# [EXERCISE MATERIAL]
○ ○ ○

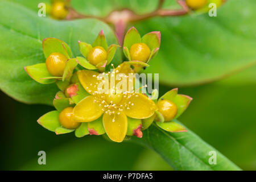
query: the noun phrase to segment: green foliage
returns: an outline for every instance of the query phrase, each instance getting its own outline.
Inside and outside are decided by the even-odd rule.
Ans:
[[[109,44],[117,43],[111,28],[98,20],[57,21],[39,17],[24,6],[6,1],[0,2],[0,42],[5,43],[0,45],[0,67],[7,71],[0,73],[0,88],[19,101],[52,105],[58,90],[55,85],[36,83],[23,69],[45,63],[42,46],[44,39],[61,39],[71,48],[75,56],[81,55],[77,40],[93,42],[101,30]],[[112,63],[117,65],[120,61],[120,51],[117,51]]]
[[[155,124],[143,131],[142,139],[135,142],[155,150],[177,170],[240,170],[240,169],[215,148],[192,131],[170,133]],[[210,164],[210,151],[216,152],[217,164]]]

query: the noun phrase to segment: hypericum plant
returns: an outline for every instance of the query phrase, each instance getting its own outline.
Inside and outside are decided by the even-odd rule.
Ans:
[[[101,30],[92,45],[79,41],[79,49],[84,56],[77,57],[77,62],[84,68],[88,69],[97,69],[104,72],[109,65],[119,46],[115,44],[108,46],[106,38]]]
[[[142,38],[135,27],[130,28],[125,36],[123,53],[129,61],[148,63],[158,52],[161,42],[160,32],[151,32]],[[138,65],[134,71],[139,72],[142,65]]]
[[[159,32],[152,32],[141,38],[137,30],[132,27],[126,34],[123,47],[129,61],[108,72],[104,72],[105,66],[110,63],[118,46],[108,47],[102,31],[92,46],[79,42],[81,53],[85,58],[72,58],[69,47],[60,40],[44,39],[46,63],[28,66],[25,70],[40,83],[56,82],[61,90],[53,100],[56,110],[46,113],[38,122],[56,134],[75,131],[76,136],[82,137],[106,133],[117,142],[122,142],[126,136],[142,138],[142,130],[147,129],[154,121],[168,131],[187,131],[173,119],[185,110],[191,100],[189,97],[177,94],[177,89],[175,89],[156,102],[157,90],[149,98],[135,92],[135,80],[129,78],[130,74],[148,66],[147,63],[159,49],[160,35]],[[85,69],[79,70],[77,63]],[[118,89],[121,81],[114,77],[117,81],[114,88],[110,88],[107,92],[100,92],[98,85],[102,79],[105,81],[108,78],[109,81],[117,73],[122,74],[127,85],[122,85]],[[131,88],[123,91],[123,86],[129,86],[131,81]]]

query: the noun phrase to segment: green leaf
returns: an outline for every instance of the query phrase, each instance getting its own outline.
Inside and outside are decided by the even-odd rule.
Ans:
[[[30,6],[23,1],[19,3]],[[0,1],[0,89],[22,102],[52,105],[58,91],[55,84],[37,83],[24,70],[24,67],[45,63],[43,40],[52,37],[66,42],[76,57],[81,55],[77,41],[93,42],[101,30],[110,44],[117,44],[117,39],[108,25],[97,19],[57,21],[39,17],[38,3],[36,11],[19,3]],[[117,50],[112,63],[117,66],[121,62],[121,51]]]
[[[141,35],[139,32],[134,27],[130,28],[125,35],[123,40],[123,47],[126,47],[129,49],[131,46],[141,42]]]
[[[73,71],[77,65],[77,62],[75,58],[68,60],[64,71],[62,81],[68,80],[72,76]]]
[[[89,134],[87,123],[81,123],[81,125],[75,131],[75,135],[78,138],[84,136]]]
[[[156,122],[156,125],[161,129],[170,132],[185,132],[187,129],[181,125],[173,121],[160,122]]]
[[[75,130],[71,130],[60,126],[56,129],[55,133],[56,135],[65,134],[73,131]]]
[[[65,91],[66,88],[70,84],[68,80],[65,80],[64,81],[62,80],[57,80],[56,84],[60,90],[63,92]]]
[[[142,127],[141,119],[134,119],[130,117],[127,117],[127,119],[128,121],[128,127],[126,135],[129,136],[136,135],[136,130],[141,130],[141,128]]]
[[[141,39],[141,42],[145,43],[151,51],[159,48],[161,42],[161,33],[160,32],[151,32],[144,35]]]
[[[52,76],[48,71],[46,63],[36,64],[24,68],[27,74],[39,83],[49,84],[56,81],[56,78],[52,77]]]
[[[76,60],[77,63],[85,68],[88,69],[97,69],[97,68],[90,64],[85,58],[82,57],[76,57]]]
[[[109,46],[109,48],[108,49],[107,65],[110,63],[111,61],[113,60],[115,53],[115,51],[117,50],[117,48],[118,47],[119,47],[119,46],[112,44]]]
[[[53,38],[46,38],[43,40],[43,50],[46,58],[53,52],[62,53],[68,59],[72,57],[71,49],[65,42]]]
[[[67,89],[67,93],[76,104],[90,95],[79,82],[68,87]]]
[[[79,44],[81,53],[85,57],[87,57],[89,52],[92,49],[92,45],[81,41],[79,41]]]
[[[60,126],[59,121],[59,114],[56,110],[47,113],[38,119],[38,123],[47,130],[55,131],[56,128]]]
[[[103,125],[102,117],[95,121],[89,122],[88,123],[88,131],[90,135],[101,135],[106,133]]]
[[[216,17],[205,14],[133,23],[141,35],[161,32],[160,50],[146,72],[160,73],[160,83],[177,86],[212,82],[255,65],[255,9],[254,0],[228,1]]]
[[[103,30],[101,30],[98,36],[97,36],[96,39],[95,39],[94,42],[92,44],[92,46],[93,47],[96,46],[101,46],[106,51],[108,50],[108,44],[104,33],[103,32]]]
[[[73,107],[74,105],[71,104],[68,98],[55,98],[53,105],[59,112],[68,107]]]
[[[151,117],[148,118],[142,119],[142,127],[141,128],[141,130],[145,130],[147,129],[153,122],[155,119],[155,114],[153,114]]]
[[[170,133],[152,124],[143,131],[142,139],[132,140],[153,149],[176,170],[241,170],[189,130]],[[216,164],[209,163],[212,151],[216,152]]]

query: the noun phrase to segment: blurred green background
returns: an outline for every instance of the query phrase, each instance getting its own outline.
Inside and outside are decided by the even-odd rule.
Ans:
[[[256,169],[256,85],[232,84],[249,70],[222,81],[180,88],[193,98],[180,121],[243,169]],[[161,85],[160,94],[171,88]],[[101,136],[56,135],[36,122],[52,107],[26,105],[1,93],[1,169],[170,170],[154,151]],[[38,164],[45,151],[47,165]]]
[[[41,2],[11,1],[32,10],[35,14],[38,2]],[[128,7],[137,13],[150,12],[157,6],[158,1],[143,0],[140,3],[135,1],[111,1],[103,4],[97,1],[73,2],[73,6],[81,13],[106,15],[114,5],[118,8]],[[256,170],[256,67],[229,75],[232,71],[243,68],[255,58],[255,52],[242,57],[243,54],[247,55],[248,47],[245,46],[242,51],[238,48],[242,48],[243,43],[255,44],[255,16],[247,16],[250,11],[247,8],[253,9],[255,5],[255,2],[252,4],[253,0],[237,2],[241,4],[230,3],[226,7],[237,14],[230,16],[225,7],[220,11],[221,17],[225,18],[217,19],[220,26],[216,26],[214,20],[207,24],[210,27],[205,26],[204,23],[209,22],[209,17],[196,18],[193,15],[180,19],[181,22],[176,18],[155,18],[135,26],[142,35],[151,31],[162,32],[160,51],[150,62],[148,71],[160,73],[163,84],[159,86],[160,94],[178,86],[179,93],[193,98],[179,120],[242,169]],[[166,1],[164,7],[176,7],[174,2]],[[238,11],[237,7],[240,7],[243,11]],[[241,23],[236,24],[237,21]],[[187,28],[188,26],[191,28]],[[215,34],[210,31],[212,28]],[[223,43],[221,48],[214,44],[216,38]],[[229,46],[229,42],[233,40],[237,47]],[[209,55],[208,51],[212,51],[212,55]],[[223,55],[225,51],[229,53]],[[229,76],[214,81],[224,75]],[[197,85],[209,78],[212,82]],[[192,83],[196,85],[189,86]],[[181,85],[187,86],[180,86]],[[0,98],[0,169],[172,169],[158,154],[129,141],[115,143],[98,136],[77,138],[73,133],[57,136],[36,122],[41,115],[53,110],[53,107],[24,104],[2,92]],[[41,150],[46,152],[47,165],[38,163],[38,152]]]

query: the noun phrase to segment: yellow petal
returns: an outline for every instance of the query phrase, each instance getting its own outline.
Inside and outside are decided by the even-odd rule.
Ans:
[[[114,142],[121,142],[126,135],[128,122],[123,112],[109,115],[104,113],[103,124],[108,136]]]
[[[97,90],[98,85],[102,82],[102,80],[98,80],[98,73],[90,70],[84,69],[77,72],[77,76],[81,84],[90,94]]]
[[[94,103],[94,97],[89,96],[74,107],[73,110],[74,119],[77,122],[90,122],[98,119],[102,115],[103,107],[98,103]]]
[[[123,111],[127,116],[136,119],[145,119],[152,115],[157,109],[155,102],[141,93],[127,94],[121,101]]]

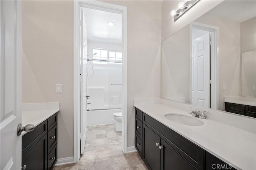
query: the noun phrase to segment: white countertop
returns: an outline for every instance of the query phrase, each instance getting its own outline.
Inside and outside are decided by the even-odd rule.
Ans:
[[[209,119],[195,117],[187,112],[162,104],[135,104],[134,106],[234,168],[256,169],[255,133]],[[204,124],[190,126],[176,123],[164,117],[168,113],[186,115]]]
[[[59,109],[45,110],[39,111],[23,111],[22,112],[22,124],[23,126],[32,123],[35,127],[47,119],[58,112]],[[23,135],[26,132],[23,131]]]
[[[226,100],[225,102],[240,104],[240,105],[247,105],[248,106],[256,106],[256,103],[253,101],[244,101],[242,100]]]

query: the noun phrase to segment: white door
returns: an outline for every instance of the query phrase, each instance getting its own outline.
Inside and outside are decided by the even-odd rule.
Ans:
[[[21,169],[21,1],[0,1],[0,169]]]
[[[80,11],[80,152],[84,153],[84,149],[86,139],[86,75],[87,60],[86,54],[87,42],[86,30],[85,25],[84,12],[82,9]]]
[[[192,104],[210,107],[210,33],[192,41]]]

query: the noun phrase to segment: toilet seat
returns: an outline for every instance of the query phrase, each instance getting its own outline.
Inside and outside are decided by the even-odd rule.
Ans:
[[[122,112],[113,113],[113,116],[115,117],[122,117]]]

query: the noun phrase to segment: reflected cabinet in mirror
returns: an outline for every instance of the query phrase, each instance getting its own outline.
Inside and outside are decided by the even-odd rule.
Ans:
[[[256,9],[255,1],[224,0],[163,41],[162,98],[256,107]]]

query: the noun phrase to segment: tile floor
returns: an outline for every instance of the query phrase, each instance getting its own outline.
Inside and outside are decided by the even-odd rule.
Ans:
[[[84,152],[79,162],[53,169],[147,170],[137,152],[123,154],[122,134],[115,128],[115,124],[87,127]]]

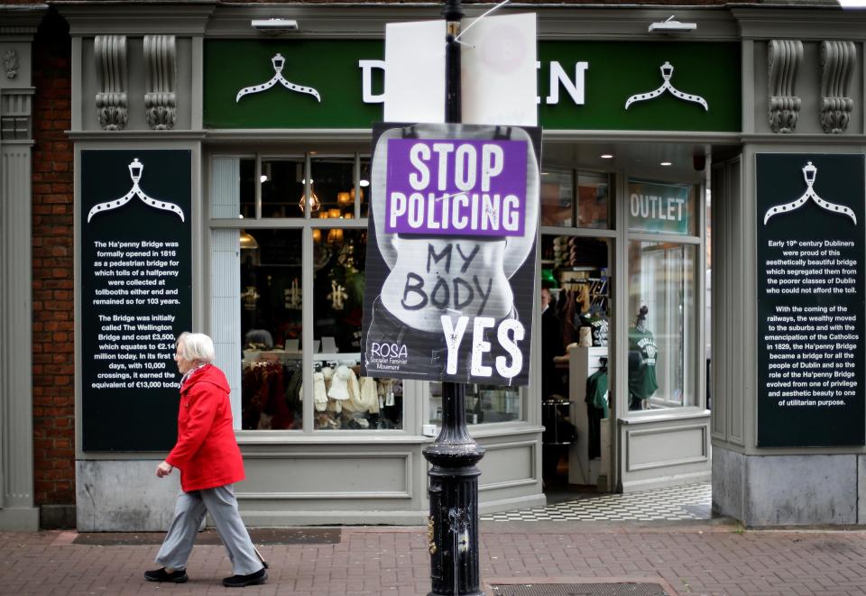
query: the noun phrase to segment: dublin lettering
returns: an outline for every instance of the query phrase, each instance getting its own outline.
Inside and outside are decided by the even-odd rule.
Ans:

○ ○ ○

# [EXERCISE DESCRIPTION]
Exclude all pictures and reproduce exactly the lines from the one containing "query: the noun phrase to segment: reflected" through the final line of the entries above.

# [RESPONSE TO THIS TASK]
query: the noun phrase to segment: reflected cabinet in mirror
returns: an outline for every instance of the query phrase, each instance getting its own outline.
Inside and outside are decided by the even-odd rule.
Ans:
[[[256,9],[255,1],[224,0],[163,41],[162,98],[256,107]]]

query: the noun phrase to segment: tile floor
returns: an outline for every instance of the query phrase, each instance getting its own outline.
Inside and outside are decided by the even-odd rule.
Ans:
[[[84,152],[79,162],[53,169],[147,170],[137,152],[123,154],[122,134],[115,128],[115,124],[87,127]]]

query: the noun phrase to segment: dublin lettering
returns: an outline for every instance of the query phrase, each instance getting its own outline.
Inside and outside are decided by the even-odd rule.
Ans:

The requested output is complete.